▸ Set of tasks
1) Write out the part of the post about the Vienna conference from "Last week I" to "terms of bureaucracy.".
2) According to the post about the Vienna conference, why can the Apocalypse of Pseudo-Methodius not really be a vision by St Methodius?

▸ Selected excerpt
#####

Last week I spent an enjoyable three days at a mammoth conference in Vienna: “Making Ends Meet: Cross-Cultural Perspectives on the End of Times in Medieval Christianity, Islam and Buddhism”. It is not often that you get medievalists in a room comparing Western and Byzantine Christendoms, different Muslim cultures, Tibetan and Chinese Buddhism, and Shintoism in Japan. Of course, comparative histories come with many challenges we skipped over a little due to pressures of time. Still, it was interesting to see the themes which emerged in common, particularly how often the afterlife was discussed in terms of bureaucracy.
I don’t want to try and summarise the conference, because that would create a long and joyless blogpost. You will have to content yourselves with the tweets by me and Rutger Kramer (@AnotherAspirin) under #endtimes2015 until the book comes out in 2016/17.
What I do want to talk about is one paper at the end of day one by Cinzia Grifoni and Clemens Gantner, on the Apocalypse of Pseudo-Methodius, a prophetic text written in Syria c. 690 and quickly translated into Greek and, from the Greek, into Latin. There has been much written on this recently, with a full translation published in 2012 by Benjamin Garstad, a good article on it by Clemens, and a chapter on it in my Apocalypse in the Early Middle Ages.
The Apocalypse is unusual. It claims to be a vision by St Methodius (d. 311), which is obviously not the case because it talks in detail about the Arab conquests of the seventh century. The author criticises his Christian contemporaries for accepting life under Arab authority and speaks of hope that a ‘king of the Greeks or Romans’ will rise up ‘like a man from a drunken sleep’(!) to restore peace for a decade, before Antichrist and the hordes of Gog and Magog turn up to usher in the End of the World as horribly as possible.
The text was adapted in the West, the subject of Grifoni and Gantner’s talk. There are three versions:
- A relatively straight translation of the Greek by ‘Peter the Monk’, which amps up the language in places.
- A shorter version which cuts out a whole section on Alexander the Great imprisoning Gog and Magog behind the Caspian Gates, with added references to conquest in Spain, Gaul and Germany(!) so that the Arab conquests mirror Roman conquests.
- A different short version, which maintains the Alexander legend and tweaks the text so that ‘the Son of Perdition’ in the Last Days is more clearly ‘Antichrist’.

#####

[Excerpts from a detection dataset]
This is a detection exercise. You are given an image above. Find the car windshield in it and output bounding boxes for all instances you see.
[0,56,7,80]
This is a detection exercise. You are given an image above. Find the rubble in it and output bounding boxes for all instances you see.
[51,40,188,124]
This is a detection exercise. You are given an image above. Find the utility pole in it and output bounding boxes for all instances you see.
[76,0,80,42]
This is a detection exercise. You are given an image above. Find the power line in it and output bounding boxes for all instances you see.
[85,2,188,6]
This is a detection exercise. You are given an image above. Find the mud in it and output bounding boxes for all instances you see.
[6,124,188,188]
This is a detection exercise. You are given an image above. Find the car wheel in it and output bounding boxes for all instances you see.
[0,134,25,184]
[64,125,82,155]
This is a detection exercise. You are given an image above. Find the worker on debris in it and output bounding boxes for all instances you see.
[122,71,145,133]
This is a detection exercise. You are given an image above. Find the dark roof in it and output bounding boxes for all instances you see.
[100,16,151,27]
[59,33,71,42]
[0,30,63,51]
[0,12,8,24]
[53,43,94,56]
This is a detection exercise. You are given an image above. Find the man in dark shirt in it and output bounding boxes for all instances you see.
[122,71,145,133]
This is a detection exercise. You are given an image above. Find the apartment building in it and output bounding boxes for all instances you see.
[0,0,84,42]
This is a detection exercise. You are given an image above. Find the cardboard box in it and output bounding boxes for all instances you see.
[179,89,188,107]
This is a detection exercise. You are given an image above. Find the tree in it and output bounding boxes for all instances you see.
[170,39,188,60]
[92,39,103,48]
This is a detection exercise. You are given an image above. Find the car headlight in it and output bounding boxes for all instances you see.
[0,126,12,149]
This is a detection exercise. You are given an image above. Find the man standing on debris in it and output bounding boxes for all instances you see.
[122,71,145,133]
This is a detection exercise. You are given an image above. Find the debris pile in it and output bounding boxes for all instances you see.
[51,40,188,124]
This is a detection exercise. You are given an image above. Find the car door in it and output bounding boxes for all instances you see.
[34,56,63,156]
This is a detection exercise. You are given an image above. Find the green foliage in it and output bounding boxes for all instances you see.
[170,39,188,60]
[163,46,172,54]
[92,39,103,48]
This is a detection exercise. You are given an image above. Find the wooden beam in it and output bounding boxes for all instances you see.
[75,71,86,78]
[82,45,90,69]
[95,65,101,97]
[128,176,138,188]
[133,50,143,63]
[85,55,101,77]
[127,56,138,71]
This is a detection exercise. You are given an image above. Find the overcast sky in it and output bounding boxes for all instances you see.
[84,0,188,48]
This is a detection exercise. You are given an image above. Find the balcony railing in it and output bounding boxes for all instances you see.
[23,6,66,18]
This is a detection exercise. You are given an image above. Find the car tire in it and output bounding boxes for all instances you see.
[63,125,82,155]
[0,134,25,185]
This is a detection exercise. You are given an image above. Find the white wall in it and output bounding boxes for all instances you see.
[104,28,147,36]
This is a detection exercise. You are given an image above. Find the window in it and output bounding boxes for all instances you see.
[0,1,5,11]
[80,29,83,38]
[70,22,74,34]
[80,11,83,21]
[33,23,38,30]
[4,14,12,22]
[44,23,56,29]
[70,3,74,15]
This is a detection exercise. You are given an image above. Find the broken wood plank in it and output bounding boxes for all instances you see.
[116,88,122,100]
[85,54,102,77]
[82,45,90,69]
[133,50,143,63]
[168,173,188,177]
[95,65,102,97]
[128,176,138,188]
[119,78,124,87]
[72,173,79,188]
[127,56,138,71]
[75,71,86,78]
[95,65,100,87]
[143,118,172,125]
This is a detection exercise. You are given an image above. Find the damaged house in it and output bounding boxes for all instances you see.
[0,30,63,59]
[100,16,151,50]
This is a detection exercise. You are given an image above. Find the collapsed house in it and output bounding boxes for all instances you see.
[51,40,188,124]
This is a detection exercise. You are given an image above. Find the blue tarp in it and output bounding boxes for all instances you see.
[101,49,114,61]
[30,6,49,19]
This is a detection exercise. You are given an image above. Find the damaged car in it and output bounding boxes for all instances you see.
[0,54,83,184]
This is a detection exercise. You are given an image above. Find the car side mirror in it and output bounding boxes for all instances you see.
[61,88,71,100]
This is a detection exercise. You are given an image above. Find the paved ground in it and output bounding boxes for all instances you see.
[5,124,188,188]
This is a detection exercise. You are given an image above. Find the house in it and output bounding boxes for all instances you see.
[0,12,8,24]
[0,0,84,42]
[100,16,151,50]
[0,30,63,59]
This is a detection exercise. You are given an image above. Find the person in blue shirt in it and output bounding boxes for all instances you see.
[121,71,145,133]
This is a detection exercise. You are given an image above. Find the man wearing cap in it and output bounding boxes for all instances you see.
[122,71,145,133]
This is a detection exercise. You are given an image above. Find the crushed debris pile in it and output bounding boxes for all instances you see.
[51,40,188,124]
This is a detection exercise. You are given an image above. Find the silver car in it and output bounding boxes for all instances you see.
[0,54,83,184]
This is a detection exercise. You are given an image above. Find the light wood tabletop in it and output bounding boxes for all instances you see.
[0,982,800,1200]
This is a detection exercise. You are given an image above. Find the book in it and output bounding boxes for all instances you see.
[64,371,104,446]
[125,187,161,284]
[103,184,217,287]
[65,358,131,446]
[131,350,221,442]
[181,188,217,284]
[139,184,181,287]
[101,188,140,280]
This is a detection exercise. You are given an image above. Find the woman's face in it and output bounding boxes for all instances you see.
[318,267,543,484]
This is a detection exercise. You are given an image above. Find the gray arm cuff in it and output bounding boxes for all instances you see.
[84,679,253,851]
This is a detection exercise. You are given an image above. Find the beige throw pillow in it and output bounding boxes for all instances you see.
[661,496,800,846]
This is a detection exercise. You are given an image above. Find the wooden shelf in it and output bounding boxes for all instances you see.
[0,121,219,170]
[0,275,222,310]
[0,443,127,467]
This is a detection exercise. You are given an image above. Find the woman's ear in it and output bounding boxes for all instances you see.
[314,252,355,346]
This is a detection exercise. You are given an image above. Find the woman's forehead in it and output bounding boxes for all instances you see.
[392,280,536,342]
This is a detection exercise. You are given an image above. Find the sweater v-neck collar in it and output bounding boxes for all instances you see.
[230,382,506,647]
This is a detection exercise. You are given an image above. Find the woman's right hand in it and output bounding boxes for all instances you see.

#####

▸ Outputs for the tasks
1)
Last week I spent an enjoyable three days at a mammoth conference in Vienna: “Making Ends Meet: Cross-Cultural Perspectives on the End of Times in Medieval Christianity, Islam and Buddhism”. It is not often that you get medievalists in a room comparing Western and Byzantine Christendoms, different Muslim cultures, Tibetan and Chinese Buddhism, and Shintoism in Japan. Of course, comparative histories come with many challenges we skipped over a little due to pressures of time. Still, it was interesting to see the themes which emerged in common, particularly how often the afterlife was discussed in terms of bureaucracy.

2) St Methodius died in 311, but the text talks in detail about the Arab conquests of the seventh century. So its claim to be his vision is plainly false.